# Quoted text

Sarah Jane

May 04, 2011 16:03

Struggled a bit with what to call this post. Trying to get it out of my system so I can feel my muse again.

With the entire upset this morning about SJA continuing without Lis, then Phil and Gareth standing up and saying no, then the BBC coming out and making their statement about what is happeneing with SJA it was inevitable that this got stirred up in the fan community.

There are some - some of whom have their own little soap box called a podcast - that think that with Lis's passing, so too should Sarah Jane pass.

DAMN IT NO.

Breath Tammy, breath. Luckily, I think (or maybe I just hope) that Uncle Rusty is on my (our) side. In the tribute to Lis, one of his statements I took as him saying that while Lis was gone, he wanted to see Sarah Jane continue to be 'out there' even if only in our imaginations. Which I interpreted as, no canon end for Sarah Jane. Leave it up to our imaginations. Was I just feeding it through my Tammy centric filter?

# Entries
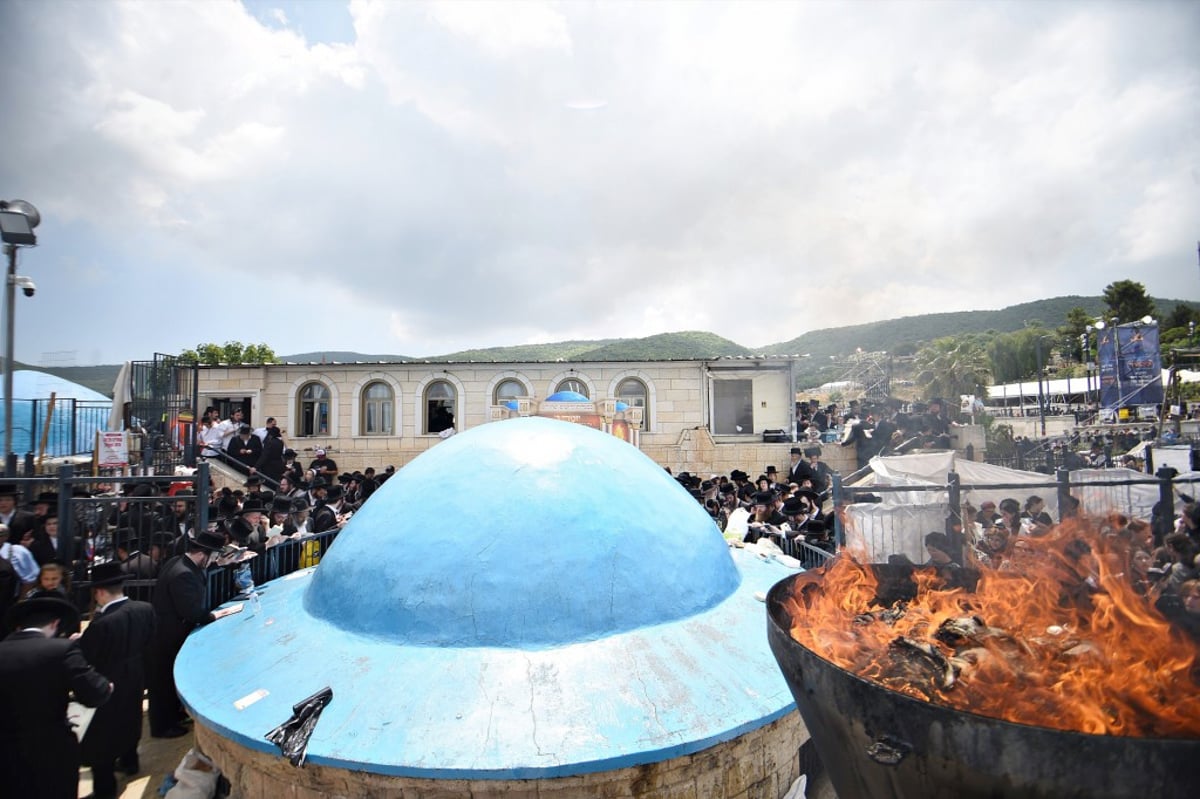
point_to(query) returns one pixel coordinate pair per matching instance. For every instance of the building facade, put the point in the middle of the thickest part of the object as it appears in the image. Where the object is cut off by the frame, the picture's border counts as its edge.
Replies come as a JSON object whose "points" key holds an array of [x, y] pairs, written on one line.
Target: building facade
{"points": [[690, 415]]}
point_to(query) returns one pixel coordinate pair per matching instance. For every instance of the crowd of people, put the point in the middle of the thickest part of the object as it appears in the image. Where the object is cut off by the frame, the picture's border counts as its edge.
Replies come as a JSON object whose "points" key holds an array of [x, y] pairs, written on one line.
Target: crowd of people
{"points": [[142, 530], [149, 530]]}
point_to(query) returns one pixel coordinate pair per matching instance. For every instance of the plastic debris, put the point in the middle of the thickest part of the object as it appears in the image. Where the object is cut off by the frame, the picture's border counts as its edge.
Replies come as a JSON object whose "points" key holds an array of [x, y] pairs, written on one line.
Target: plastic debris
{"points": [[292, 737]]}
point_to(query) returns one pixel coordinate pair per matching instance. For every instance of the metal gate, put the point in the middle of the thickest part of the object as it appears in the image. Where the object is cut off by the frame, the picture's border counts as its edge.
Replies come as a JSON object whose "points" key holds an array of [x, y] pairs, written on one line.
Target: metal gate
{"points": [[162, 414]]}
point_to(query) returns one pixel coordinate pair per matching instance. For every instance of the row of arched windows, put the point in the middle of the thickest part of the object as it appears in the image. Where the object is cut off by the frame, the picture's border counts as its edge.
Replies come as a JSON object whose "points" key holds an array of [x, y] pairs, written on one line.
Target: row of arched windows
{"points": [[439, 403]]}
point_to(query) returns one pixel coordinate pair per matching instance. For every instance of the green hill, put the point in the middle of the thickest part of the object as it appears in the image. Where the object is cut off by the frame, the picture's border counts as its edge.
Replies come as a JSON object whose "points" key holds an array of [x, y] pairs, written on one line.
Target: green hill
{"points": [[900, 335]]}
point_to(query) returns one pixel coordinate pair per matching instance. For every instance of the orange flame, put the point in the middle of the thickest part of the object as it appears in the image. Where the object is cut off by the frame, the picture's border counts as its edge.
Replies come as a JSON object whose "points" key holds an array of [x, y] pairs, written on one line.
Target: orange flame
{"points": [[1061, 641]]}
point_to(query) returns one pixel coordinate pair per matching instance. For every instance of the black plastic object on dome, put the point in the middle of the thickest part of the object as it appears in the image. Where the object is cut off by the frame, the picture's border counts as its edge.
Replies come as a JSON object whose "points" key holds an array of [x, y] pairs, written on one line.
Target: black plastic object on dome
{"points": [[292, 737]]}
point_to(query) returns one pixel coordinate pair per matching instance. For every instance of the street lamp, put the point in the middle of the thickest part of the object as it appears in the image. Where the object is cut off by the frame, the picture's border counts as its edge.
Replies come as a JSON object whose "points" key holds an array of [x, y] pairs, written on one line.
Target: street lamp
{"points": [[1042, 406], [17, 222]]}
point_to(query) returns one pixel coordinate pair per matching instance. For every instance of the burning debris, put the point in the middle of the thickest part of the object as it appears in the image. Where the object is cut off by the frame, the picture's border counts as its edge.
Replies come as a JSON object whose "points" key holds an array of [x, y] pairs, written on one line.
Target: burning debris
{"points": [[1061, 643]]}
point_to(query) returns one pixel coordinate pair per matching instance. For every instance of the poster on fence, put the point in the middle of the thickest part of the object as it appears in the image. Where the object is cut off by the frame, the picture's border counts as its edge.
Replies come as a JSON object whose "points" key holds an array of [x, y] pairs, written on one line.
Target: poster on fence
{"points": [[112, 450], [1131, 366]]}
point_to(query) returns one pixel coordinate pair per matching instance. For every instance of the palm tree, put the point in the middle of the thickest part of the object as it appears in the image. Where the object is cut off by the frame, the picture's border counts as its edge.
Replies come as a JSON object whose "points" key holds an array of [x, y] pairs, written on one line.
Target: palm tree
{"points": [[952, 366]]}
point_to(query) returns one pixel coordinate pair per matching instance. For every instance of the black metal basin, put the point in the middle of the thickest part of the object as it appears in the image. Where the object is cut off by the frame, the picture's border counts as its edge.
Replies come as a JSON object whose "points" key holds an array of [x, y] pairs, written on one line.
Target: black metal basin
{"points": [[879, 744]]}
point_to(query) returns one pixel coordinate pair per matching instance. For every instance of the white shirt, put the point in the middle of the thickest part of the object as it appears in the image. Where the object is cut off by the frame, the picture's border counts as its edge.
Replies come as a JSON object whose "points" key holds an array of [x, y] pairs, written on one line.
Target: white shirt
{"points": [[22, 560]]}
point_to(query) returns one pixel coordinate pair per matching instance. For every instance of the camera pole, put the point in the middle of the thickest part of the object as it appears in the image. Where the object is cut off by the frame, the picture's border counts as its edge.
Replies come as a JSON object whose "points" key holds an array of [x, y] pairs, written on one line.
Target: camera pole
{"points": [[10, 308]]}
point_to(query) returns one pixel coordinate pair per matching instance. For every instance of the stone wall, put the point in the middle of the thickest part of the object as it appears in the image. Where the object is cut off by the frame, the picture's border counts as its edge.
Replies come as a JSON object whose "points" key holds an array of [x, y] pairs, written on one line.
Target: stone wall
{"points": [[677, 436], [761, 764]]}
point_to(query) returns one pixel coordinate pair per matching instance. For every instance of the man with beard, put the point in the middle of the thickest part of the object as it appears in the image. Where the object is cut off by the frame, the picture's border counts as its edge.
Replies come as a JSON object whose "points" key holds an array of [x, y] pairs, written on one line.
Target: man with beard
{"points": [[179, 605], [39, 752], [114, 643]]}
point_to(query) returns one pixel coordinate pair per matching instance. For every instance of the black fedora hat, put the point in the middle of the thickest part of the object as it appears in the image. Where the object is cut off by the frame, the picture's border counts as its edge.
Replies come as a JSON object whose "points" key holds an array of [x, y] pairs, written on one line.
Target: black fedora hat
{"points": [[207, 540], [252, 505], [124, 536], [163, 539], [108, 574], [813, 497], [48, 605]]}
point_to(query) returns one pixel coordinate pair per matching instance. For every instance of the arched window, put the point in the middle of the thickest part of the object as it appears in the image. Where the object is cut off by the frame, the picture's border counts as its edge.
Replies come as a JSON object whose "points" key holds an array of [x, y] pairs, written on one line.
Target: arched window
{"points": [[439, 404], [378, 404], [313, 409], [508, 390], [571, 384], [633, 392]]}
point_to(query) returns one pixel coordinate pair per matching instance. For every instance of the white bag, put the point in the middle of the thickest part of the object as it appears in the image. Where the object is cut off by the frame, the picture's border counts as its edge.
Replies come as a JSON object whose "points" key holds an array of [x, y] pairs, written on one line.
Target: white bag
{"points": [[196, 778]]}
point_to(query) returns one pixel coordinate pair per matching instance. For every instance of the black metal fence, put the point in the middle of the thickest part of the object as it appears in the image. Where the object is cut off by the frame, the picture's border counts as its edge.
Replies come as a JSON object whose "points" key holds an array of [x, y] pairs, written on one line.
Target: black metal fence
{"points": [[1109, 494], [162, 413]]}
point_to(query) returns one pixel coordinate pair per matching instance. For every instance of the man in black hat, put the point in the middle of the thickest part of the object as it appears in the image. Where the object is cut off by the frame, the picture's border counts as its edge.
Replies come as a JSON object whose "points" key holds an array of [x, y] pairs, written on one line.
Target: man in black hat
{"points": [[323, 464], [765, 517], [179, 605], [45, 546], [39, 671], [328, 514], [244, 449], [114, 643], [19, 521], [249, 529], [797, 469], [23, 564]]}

# Your objective
According to the blog post about Sarah Jane, who stood up and said no to SJA continuing without Lis? The records come from a different source than the blog post.

# Correct result
Phil and Gareth.